▶ Задание
Процитируйте отрывок из текста о болезни короля Франции летом 1715 года от слов «В самый разгар» до слов «останавливает Филиппа V.» включительно.

«Вы увидите одного короля в могиле, а другого в колыбели» (июль — сентябрь 1715)

В самый разгар июльской жары здоровье короля Франции неожиданно резко ухудшилось. Европа содрогнулась. Филипп V срочно собрал Государственный совет и принял решение передать бразды правления королеве, а самому направиться к Пиренеям, чтобы во главе французских войск, расквартированных в Испании, перейти границу раньше, чем придет роковое известие. Мысль о том, что он ввергает свою первую родину в пучину гражданской войны, ни на минуту не останавливает Филиппа V.

Георг I, все больше и больше опасающийся сторонников Якова Стюарта, предлагает герцогу Орлеанскому военную помощь.

Но Филипп отклоняет это предложение. Его тактика выжидания и бездействия дала очень хорошие результаты. Мало кто из придворных отваживался бросать открытый вызов мадам де Ментенон, но за запертыми дверьми и тщательно задернутыми занавесками — сколько велось переговоров, сколько приносилось клятв верности, сколько давалось обещаний! О своей лояльности поспешил заявить Виллар, лучший военачальник Франции. Янсенисты мечтали избавиться от иезуитов, аристократия мечтала восстановить свои права, а ее неизменный защитник Сен-Симон зарился на должность государственного секретаря.

Внук короля Франции, призванный править этой страной по праву рождения и по воле всей Европы, должен был бы с презрением отнестись к этому честолюбию и этим расчетам. Увы! Таящее в себе угрозу завещание и особенно недоброжелательность Филиппа V вынуждали герцога Орлеанского завоевывать сторонников и даже создавать свою партию. Он должен был выслушивать просьбы, в чем-то уступать, кого-то возвышать и обещать, обещать, обещать…

А король тем временем искал в Марли возможности укрыться от излишне любопытных взглядов и мужественно боролся за свою жизнь. Никогда еще он не трудился с таким упорством и с таким мужеством. Он столь часто направляет в Испанию гонцов, что ошеломленный и колеблющийся Филипп V не осмеливается пуститься в преступную авантюру, пока в его деде бьется хоть искра жизни.

Никто не знал, что и думать о состоянии монарха. Врачи не отваживались вслух высказывать свои опасения, но мадам де Ментенон, герцог Менский и отец Телье, пользуясь своей близостью к больному, заставляли его распорядиться наследством. Их друзья полагали, что король должен без промедления создать Совет по регентству и тем самым поставить герцога Орлеанского перед свершившимся фактом.

▶ Набор данных
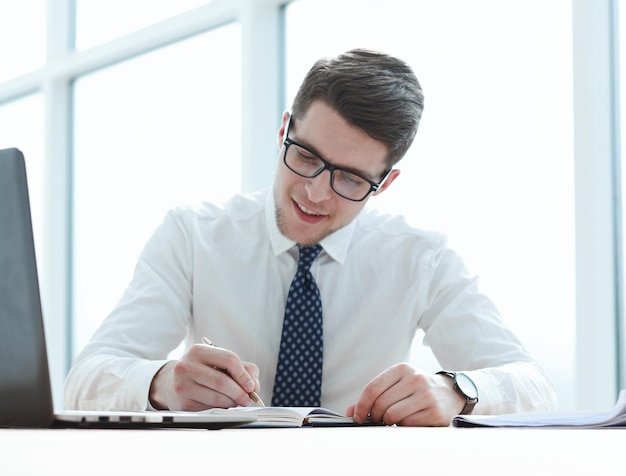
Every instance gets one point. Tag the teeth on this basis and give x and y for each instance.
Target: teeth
(307, 211)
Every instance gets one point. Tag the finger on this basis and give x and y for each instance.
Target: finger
(198, 384)
(253, 370)
(367, 405)
(229, 361)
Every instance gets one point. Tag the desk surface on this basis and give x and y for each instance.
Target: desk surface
(316, 451)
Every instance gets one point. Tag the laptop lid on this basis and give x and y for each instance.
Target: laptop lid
(25, 393)
(25, 390)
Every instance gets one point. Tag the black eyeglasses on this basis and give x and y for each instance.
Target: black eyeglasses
(305, 163)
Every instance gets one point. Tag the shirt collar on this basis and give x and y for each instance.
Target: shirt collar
(336, 244)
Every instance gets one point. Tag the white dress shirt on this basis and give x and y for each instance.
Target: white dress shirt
(224, 272)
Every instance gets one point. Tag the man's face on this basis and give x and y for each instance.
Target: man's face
(307, 209)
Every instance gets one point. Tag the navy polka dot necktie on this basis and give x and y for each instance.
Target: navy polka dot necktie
(298, 380)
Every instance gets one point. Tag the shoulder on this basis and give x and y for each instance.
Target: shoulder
(239, 208)
(393, 228)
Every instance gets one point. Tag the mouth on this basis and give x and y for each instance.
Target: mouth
(306, 210)
(306, 214)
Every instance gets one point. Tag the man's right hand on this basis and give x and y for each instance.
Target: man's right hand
(204, 377)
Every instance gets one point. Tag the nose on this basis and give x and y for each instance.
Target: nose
(318, 188)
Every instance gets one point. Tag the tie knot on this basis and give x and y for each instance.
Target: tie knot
(307, 255)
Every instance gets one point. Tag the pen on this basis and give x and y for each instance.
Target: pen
(255, 398)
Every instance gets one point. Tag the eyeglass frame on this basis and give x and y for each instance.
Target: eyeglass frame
(287, 142)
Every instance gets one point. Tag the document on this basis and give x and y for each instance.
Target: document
(286, 417)
(614, 418)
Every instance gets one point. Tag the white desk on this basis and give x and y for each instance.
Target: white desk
(367, 451)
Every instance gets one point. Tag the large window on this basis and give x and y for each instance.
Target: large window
(22, 36)
(150, 133)
(125, 109)
(492, 165)
(99, 22)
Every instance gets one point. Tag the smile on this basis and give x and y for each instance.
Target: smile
(307, 211)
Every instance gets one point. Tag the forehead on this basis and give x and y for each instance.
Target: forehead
(329, 135)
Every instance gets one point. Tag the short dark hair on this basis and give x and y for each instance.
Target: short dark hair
(373, 91)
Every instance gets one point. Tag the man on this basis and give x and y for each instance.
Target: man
(226, 273)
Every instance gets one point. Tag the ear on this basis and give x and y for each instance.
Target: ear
(281, 131)
(390, 178)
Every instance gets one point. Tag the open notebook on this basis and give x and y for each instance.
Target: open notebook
(25, 390)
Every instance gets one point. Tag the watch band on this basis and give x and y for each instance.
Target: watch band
(465, 387)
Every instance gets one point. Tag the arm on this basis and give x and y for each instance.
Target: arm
(466, 333)
(198, 381)
(115, 371)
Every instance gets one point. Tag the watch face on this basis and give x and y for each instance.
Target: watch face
(466, 386)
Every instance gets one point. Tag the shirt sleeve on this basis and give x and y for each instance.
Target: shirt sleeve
(115, 369)
(466, 333)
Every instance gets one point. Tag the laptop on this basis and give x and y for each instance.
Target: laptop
(25, 387)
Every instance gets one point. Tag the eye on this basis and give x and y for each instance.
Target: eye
(348, 179)
(305, 155)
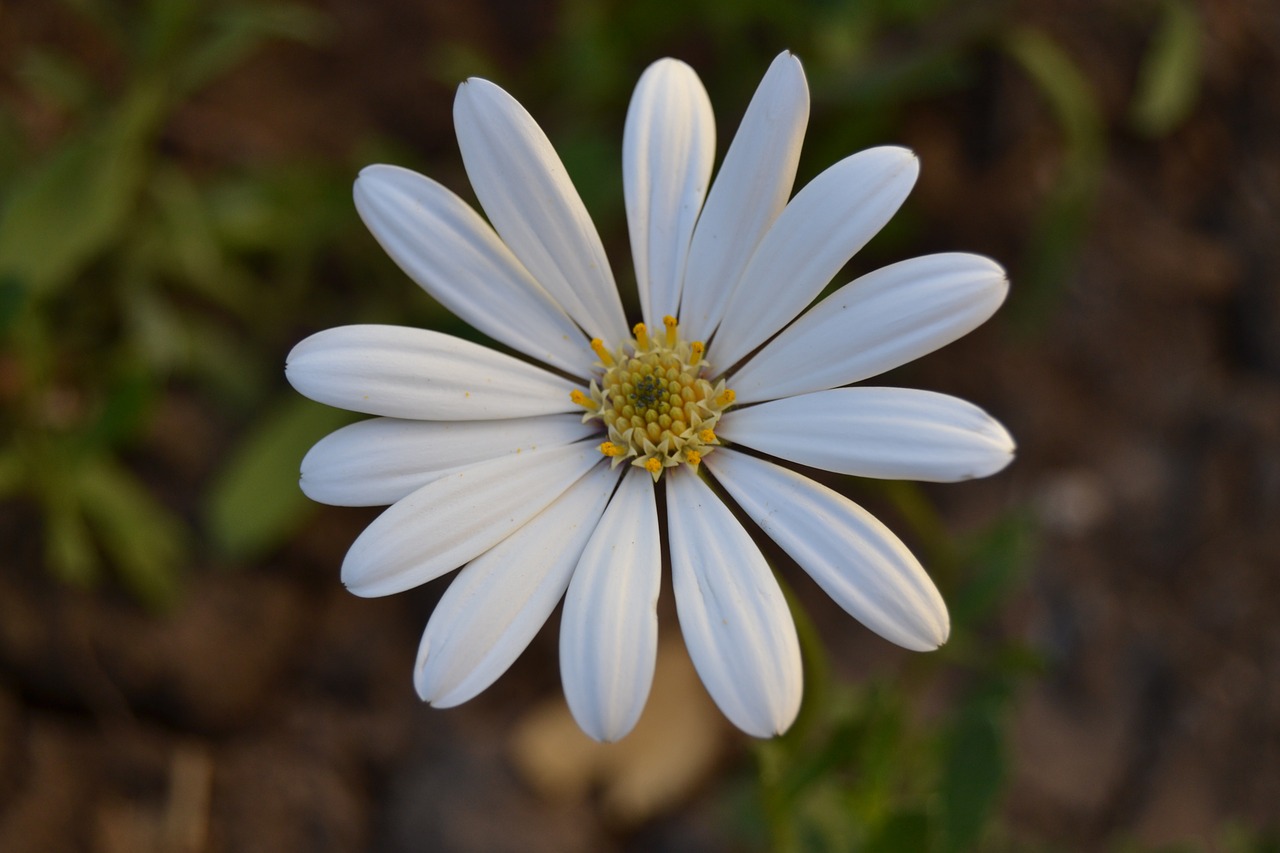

▶ Решение
В самый разгар июльской жары здоровье короля Франции неожиданно резко ухудшилось. Европа содрогнулась. Филипп V срочно собрал Государственный совет и принял решение передать бразды правления королеве, а самому направиться к Пиренеям, чтобы во главе французских войск, расквартированных в Испании, перейти границу раньше, чем придет роковое известие. Мысль о том, что он ввергает свою первую родину в пучину гражданской войны, ни на минуту не останавливает Филиппа V.